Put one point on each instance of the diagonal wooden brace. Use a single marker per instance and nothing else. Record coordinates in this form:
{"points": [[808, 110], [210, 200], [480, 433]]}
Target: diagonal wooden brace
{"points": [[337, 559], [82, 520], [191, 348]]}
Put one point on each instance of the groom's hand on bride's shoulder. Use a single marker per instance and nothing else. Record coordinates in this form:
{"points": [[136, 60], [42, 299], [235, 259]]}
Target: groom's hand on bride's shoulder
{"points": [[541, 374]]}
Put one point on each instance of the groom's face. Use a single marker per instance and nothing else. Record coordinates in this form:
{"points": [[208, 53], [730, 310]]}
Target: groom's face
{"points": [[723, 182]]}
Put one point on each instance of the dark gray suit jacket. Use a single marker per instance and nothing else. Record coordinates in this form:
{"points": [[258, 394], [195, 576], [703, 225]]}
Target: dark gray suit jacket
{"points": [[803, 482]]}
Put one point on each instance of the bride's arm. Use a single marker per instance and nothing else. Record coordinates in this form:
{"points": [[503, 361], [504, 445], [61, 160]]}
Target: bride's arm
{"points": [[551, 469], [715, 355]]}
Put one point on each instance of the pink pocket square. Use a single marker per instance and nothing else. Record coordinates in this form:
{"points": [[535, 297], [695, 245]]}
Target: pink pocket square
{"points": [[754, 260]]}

============

The lines from the one containing "Put one point on each instance of the groom's face." through the final line of the listing above are to be repeated exactly, and nothing else is to be printed.

Put one point on each instance of the groom's face. Use a single marker per instance and nothing else. Record coordinates in this form:
{"points": [[208, 53], [730, 310]]}
Target: groom's face
{"points": [[723, 182]]}
Put one point on each instance of the dark gray suit jacket. Use a single marker per instance and nothing else. Record coordinates in this form:
{"points": [[258, 394], [195, 576], [703, 225]]}
Target: dark gray suit jacket
{"points": [[803, 482]]}
Put one point on each instance of the bride's arm. Use a single marker per instance and nothing else. Record coordinates in this form:
{"points": [[503, 361], [504, 445], [61, 160]]}
Target: bride's arm
{"points": [[551, 469], [715, 355]]}
Put one point on each instance of the pink pocket square. Use a single marker per instance and nothing else. Record coordinates in this form:
{"points": [[535, 297], [695, 245]]}
Target: pink pocket square
{"points": [[754, 260]]}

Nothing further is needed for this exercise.